• _EXERCISE_:
Rewrite every line of the items below as a single numbered list, omitting any blank lines.

• _TASK INPUT_:
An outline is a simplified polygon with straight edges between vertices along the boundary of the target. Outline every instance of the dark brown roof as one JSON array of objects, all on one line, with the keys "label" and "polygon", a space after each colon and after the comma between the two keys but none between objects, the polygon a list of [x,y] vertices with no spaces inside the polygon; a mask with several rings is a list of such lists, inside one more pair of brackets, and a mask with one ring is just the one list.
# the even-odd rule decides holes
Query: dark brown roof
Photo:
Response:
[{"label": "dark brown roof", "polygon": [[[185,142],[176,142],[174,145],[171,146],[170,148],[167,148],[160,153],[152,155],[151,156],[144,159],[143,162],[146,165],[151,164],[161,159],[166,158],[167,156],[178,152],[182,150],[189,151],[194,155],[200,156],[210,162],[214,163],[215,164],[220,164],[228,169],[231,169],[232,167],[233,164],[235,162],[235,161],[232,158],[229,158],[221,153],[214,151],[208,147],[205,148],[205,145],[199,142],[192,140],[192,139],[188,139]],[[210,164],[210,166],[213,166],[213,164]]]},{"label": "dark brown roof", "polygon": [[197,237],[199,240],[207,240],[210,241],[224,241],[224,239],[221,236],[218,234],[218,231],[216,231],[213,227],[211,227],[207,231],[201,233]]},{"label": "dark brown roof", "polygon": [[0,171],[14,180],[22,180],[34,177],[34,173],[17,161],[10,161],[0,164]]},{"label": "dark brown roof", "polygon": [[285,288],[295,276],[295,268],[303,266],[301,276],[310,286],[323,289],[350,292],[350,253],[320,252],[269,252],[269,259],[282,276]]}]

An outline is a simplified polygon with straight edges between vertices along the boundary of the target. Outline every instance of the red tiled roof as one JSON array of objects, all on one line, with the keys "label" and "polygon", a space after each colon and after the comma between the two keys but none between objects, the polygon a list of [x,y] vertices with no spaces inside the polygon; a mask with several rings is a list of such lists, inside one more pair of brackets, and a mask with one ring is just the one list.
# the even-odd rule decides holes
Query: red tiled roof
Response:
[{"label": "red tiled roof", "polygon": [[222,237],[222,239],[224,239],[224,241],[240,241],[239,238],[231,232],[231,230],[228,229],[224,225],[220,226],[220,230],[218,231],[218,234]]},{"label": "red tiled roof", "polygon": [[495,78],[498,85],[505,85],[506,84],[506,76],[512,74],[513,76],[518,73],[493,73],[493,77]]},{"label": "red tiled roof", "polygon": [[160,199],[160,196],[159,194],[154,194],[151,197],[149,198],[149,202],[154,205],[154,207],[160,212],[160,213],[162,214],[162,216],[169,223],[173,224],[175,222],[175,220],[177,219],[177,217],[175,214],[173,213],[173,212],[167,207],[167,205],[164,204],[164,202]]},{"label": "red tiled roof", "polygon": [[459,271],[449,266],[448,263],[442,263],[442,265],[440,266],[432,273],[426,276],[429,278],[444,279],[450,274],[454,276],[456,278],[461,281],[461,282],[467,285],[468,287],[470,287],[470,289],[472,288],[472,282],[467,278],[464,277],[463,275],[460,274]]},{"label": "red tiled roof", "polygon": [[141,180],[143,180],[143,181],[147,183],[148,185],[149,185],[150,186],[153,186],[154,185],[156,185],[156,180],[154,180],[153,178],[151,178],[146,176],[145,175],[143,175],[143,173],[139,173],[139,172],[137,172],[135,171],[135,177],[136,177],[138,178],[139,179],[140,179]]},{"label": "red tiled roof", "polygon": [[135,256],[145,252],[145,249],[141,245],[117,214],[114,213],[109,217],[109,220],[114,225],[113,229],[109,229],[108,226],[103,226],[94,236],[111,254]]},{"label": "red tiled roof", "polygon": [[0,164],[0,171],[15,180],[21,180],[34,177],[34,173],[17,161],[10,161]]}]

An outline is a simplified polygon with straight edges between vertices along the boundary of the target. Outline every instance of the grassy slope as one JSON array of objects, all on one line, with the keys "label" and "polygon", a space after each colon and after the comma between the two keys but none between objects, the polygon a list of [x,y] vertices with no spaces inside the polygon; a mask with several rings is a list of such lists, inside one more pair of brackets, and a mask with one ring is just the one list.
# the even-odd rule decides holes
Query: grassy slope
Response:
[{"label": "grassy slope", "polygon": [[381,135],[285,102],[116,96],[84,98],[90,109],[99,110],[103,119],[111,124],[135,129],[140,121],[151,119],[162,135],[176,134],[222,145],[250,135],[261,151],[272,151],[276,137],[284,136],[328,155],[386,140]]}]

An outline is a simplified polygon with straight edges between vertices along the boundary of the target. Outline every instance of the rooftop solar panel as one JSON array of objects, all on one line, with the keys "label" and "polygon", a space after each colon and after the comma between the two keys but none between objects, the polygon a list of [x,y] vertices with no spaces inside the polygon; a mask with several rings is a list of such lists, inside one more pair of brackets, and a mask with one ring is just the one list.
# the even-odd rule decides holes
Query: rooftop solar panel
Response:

• _PROBLEM SOLUTION_:
1. An outline is a simplified polygon with straight edges between vertices along the boundary of the target. Outline every instance of the dark brown roof as one JSON array of objects, all on one line, with the keys "label" and "polygon", a space after each colon and after the comma between the two keys but none between objects, the polygon a list of [x,y] vertices with no spaces inside the polygon; a mask with several rings is a list of such lists, inside one more pair of brackets, and a mask with one ring is just the one list.
2. # the even-odd rule decides holes
3. Query: dark brown roof
4. Photo:
5. Response:
6. [{"label": "dark brown roof", "polygon": [[[185,142],[176,142],[174,145],[171,146],[170,148],[167,148],[160,153],[152,155],[151,156],[144,159],[143,162],[146,165],[151,164],[161,159],[166,158],[167,156],[178,152],[182,150],[189,151],[194,155],[200,156],[210,162],[214,163],[215,164],[220,164],[228,169],[231,169],[232,167],[233,164],[235,162],[235,161],[232,158],[229,158],[221,153],[214,151],[208,147],[205,148],[205,145],[199,142],[192,140],[192,139],[188,139]],[[210,164],[210,166],[213,166],[213,164]]]},{"label": "dark brown roof", "polygon": [[197,237],[199,240],[207,240],[210,241],[224,241],[224,239],[221,236],[218,234],[218,231],[216,231],[213,227],[211,227],[207,231],[201,233]]},{"label": "dark brown roof", "polygon": [[0,171],[14,180],[22,180],[34,177],[34,173],[17,161],[10,161],[0,164]]},{"label": "dark brown roof", "polygon": [[285,288],[295,276],[295,268],[303,266],[301,276],[310,286],[323,289],[350,292],[350,253],[320,252],[269,252],[269,259],[282,276]]}]
7. An outline is a simplified polygon with straight edges between vertices along the boundary of the target. Outline every instance of the red tiled roof as one JSON array of objects, all on one line, with the keys "label" and "polygon", a space after each colon and after the comma between the two keys but none between objects, the polygon a list of [x,y] vertices with no spaces inside the polygon; a mask with several rings is a list of such lists, inside one more pair of brackets, and a mask with one ring is just the one list.
8. # the even-odd rule decides holes
9. Query: red tiled roof
10. Response:
11. [{"label": "red tiled roof", "polygon": [[222,237],[222,239],[224,239],[224,241],[240,241],[239,238],[231,232],[231,230],[228,229],[224,225],[220,226],[220,230],[218,231],[218,234]]},{"label": "red tiled roof", "polygon": [[495,78],[498,85],[505,85],[506,84],[506,76],[512,74],[513,76],[518,73],[493,73],[493,77]]},{"label": "red tiled roof", "polygon": [[160,199],[160,196],[159,194],[154,194],[151,197],[149,198],[149,202],[154,205],[154,207],[160,212],[160,213],[162,214],[162,216],[169,223],[173,224],[175,222],[175,220],[177,219],[177,217],[175,214],[173,213],[173,212],[167,207],[167,205],[164,204],[164,202]]},{"label": "red tiled roof", "polygon": [[459,271],[449,266],[448,263],[442,263],[442,265],[440,266],[432,273],[426,276],[429,278],[444,279],[450,274],[454,276],[456,278],[461,281],[461,282],[467,285],[468,287],[470,287],[470,289],[472,288],[472,282],[467,278],[464,277],[463,275],[460,274]]},{"label": "red tiled roof", "polygon": [[141,180],[143,180],[143,181],[147,183],[148,185],[149,185],[150,186],[153,186],[154,185],[156,185],[156,180],[154,180],[153,178],[151,178],[146,176],[145,175],[143,175],[143,173],[139,173],[139,172],[137,172],[135,171],[135,177],[136,177],[138,178],[139,179],[140,179]]},{"label": "red tiled roof", "polygon": [[135,256],[145,252],[145,249],[141,245],[117,214],[114,213],[109,217],[109,220],[114,225],[113,229],[109,229],[108,226],[103,226],[94,236],[111,254]]},{"label": "red tiled roof", "polygon": [[0,164],[0,171],[15,180],[21,180],[34,177],[34,173],[17,161],[10,161]]}]
12. An outline is a simplified polygon with straight edges between vertices along the boundary of the target. Outline every instance of the grassy slope as one JSON array of objects, all on one line, with the keys "label" and "polygon", a space after each colon and after the comma between the two keys but none between objects, the polygon a list of [x,y] vertices with no spaces inside the polygon; a mask with several rings is a list of such lists, inside one more pair of brackets, and a mask with one ring is just the one list.
13. # the even-odd rule decides holes
14. Query: grassy slope
15. Response:
16. [{"label": "grassy slope", "polygon": [[381,135],[285,102],[116,96],[84,98],[90,109],[99,110],[103,119],[111,124],[135,129],[140,121],[151,119],[162,135],[176,134],[222,145],[250,135],[261,151],[272,151],[276,137],[284,136],[328,155],[386,140]]}]
17. An outline is a simplified polygon with straight edges between vertices along the boundary of the target. Outline every instance of the rooftop solar panel as one JSON array of objects, all on one line, with the keys "label" and "polygon", a space after each colon and after the comma between the two keys but none between objects, the polygon a list of [x,y] vertices with no spaces inside the polygon; a mask with several rings is a list of such lists, inside one more pair of brackets, and a mask with one ring is just the one list.
18. # the even-odd rule decides holes
19. Query: rooftop solar panel
20. Response:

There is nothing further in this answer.